Source information: Begin
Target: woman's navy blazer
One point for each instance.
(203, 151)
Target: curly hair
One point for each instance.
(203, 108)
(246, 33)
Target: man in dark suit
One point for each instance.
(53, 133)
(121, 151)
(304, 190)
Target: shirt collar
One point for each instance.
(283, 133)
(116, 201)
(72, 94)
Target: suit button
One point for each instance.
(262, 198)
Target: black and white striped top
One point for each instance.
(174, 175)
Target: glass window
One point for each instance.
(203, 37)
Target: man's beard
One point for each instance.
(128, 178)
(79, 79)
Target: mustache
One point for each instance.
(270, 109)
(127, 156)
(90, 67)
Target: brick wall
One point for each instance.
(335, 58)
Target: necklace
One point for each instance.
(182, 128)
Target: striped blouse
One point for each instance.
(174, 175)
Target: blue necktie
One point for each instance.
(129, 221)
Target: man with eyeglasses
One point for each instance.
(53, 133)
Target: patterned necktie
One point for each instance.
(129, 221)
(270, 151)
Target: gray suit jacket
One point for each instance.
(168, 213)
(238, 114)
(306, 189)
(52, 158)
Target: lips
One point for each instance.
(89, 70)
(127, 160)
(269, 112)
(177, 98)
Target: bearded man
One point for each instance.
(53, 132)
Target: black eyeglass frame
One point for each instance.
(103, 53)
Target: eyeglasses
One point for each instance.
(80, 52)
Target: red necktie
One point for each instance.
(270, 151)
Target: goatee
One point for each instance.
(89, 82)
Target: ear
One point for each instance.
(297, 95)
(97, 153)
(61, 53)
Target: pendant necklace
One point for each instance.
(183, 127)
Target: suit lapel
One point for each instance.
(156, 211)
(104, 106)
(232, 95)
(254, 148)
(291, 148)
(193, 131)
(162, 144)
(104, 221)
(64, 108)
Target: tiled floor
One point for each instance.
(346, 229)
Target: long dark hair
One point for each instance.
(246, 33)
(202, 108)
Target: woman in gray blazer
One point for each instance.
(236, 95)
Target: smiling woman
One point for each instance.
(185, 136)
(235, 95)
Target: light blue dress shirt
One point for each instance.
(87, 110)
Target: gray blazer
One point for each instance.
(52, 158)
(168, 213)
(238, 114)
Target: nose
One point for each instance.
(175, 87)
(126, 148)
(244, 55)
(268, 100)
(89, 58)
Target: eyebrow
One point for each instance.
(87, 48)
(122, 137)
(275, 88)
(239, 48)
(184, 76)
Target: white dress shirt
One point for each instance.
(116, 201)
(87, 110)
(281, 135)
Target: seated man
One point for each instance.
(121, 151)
Source information: End
* [Goal of the exercise]: Return all the lines shown above, precisely as they stand.

* [The answer]:
Target: woman's navy blazer
One point for each instance.
(203, 151)
Target: curly hair
One point for each instance.
(203, 108)
(246, 33)
Target: man in dark suit
One point for each instance.
(53, 133)
(121, 151)
(304, 190)
Target: shirt collar
One point for each instance.
(283, 133)
(116, 201)
(72, 94)
Target: suit button
One point for each instance.
(262, 198)
Target: black and white striped top
One point for each instance.
(174, 175)
Target: glass window
One point for each instance.
(203, 37)
Target: man's beard
One point for each instance.
(128, 178)
(79, 79)
Target: mustache
One point for each instance.
(270, 109)
(127, 156)
(90, 67)
Target: brick wall
One point for each instance.
(335, 58)
Target: necklace
One point for each instance.
(182, 128)
Target: striped blouse
One point for each instance.
(174, 175)
Target: blue necktie
One point for each instance.
(129, 221)
Target: man with eyeglasses
One point for each instance.
(53, 133)
Target: patterned necktie
One point for each instance.
(129, 221)
(270, 151)
Target: gray suit jacket
One point for each instance.
(168, 213)
(238, 114)
(306, 189)
(52, 158)
Target: lips
One point for each instance.
(89, 70)
(127, 160)
(269, 112)
(177, 98)
Target: bearded man
One point for each instance.
(53, 132)
Target: black eyeglass frame
One point for each instance.
(103, 53)
Target: eyeglasses
One point for each instance.
(80, 52)
Target: red necktie
One point for each instance.
(270, 151)
Target: goatee
One point for each instance.
(89, 82)
Target: ear
One point for each instance.
(297, 95)
(97, 153)
(61, 53)
Target: pendant necklace
One point for each instance.
(183, 127)
Target: suit lapel
One point for each instance.
(156, 211)
(104, 106)
(232, 95)
(254, 148)
(291, 148)
(193, 131)
(162, 144)
(104, 221)
(64, 108)
Target: tiled floor
One point for each instance.
(346, 229)
Target: long dark hair
One point for each instance.
(246, 33)
(202, 108)
Target: woman in gray blazer
One point for each instance.
(236, 95)
Target: smiling woman
One point for each instance.
(185, 136)
(235, 95)
Target: light blue dress shirt
One point for each instance.
(87, 110)
Target: gray blazer
One point for each instance.
(52, 158)
(168, 213)
(238, 114)
Target: nose
One point for each instance.
(175, 87)
(126, 148)
(244, 55)
(268, 100)
(89, 58)
Target: eyebrow
One point for each instance.
(87, 48)
(122, 137)
(275, 88)
(239, 48)
(184, 76)
Target: white dress shirt
One point for each instance.
(116, 201)
(87, 110)
(281, 135)
Target: seated man
One point for each instance.
(121, 151)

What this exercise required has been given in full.